- EXERCISE BRIEF: Present the stretch of the records below, from the line containing "Find the adobe" through the end, as a Markdown table with the columns Row and Line. Each line goes in its own numbered row, and blank lines are omitted.

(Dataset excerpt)
◇ ◇ ◇ ◇
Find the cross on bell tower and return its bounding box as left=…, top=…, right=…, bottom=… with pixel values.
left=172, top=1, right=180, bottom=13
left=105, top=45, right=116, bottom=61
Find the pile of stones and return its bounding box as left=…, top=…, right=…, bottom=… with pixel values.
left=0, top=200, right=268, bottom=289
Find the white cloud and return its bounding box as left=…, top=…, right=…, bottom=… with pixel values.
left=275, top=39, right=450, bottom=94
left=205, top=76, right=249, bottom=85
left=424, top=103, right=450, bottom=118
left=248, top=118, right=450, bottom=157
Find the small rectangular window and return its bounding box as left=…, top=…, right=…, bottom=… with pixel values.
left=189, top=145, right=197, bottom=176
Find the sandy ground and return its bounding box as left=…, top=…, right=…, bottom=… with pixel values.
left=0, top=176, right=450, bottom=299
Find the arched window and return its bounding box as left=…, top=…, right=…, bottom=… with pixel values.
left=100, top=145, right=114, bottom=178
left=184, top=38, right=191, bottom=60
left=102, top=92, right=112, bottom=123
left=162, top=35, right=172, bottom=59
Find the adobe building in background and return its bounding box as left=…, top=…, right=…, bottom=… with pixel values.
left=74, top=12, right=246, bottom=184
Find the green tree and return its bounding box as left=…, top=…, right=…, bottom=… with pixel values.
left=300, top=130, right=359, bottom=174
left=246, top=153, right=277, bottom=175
◇ ◇ ◇ ◇
- RESPONSE:
| Row | Line |
|---|---|
| 1 | Find the adobe building in background and return its bounding box as left=…, top=…, right=…, bottom=… with pixel values. |
| 2 | left=74, top=12, right=246, bottom=184 |
| 3 | Find the green tree and return its bounding box as left=…, top=…, right=…, bottom=… with pixel values. |
| 4 | left=300, top=130, right=359, bottom=174 |
| 5 | left=246, top=153, right=277, bottom=175 |